Start of MATERIAL FOR THE TASK

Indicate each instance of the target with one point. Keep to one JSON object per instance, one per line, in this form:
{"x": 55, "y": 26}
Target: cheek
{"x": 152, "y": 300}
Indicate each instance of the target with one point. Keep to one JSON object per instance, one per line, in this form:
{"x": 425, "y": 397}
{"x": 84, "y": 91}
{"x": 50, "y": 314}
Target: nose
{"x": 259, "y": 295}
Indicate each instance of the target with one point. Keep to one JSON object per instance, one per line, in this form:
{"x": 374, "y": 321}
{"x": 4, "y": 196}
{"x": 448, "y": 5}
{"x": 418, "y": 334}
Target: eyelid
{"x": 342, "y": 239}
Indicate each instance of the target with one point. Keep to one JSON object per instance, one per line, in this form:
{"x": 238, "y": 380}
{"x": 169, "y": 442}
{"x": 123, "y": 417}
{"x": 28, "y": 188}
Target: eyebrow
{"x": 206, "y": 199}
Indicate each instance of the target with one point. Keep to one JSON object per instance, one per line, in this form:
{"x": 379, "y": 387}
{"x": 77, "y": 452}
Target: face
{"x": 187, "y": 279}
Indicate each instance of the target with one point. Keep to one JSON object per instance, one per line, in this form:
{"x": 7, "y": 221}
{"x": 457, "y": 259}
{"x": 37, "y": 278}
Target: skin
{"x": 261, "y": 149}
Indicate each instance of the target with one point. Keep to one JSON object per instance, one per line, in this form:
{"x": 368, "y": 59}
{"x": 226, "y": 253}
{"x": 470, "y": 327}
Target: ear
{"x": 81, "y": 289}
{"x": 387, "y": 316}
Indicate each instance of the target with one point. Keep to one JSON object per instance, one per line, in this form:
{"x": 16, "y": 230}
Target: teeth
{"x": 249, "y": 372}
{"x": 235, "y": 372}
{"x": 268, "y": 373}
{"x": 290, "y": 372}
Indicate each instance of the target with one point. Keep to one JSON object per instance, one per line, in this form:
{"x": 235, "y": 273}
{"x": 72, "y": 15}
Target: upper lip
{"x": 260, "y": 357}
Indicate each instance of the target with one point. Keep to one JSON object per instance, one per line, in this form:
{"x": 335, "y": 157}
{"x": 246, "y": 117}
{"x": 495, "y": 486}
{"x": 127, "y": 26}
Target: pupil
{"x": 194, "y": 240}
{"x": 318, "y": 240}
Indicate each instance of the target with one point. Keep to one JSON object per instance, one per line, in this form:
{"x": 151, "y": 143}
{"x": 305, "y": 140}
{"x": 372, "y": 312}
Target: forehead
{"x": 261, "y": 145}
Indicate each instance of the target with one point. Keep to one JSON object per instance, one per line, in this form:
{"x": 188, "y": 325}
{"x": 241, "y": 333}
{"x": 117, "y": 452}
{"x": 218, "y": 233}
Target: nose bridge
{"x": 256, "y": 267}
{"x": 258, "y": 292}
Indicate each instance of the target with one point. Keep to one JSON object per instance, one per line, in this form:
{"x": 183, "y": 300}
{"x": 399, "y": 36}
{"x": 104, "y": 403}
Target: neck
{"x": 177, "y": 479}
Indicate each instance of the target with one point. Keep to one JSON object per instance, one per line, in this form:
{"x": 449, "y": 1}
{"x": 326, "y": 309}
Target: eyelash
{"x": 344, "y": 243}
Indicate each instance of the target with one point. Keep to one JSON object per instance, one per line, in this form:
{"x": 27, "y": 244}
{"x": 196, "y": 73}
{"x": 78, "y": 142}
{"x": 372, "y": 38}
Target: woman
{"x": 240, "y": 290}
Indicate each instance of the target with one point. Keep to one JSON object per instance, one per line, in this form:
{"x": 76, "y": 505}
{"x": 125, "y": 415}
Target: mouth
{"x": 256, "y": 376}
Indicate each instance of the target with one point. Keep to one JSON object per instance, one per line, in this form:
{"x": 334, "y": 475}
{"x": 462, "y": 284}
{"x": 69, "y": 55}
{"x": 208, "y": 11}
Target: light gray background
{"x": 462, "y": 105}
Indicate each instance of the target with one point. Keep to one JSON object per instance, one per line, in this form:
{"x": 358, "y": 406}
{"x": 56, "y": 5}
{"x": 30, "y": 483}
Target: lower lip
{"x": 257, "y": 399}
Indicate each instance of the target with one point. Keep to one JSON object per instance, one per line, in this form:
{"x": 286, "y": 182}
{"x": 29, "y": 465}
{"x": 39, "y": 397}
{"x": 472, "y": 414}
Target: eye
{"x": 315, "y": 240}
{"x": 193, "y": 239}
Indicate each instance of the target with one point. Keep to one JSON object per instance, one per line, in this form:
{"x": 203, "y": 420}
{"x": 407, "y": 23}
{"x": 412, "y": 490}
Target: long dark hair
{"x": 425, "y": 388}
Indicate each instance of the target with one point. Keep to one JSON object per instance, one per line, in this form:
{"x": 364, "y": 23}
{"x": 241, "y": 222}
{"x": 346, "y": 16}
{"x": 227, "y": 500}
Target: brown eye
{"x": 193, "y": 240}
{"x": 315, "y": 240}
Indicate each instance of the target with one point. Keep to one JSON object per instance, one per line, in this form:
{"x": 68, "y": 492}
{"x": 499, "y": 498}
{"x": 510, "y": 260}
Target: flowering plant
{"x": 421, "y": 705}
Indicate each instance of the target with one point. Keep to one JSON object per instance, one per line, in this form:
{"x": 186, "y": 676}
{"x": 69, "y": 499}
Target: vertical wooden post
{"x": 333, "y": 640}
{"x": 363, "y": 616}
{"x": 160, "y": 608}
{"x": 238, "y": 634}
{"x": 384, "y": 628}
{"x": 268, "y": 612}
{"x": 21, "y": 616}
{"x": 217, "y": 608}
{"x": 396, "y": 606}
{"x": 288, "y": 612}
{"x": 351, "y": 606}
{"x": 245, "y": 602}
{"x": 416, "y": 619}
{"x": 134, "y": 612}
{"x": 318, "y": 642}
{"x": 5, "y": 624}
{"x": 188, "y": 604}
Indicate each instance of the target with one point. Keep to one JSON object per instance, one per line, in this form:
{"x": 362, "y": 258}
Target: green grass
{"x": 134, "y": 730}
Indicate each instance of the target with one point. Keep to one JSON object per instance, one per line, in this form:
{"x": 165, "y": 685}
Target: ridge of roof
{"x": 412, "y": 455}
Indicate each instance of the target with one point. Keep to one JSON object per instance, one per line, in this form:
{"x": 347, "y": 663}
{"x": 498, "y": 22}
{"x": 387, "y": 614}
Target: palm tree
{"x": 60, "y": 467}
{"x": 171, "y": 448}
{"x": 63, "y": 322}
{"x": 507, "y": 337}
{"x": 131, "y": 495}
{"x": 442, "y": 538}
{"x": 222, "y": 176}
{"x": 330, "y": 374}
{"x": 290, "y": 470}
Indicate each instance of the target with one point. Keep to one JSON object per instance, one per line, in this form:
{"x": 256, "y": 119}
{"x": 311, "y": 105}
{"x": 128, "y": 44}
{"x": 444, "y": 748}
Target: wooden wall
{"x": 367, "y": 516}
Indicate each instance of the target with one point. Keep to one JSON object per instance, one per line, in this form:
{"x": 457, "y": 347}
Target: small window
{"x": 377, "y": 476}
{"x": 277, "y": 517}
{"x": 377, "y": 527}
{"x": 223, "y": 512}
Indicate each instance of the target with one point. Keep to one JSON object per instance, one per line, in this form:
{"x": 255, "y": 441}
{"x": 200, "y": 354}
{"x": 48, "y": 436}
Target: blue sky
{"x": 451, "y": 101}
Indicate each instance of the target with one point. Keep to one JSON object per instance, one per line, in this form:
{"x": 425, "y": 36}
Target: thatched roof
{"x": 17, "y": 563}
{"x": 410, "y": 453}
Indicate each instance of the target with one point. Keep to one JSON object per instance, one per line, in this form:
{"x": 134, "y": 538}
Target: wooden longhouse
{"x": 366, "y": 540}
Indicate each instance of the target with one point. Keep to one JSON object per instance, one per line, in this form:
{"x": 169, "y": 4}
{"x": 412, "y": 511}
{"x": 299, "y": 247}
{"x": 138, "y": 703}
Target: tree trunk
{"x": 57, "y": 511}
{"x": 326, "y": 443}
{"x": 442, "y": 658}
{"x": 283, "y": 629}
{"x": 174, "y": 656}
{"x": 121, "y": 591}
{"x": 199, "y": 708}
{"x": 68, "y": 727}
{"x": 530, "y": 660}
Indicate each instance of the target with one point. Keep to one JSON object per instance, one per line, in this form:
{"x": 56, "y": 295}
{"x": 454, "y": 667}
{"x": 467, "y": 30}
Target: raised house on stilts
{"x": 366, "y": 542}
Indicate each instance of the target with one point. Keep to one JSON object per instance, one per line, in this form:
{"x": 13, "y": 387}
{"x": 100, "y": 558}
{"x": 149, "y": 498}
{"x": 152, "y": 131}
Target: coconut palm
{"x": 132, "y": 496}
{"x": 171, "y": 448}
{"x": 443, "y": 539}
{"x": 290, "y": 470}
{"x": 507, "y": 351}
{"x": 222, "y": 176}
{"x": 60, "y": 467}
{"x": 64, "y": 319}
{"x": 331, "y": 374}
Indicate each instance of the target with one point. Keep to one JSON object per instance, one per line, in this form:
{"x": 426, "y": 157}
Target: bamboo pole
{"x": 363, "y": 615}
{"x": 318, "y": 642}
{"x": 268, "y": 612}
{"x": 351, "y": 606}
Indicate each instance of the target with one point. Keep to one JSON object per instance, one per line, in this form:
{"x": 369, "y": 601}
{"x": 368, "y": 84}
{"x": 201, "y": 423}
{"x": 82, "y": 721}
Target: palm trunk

End of MATERIAL FOR THE TASK

» **WHAT IS EXPECTED**:
Extract each line of the items above that contains the string "palm". Treat the match as case-sensitive.

» **EXPECTED ANSWER**:
Target: palm tree
Target: coconut palm
Target: palm trunk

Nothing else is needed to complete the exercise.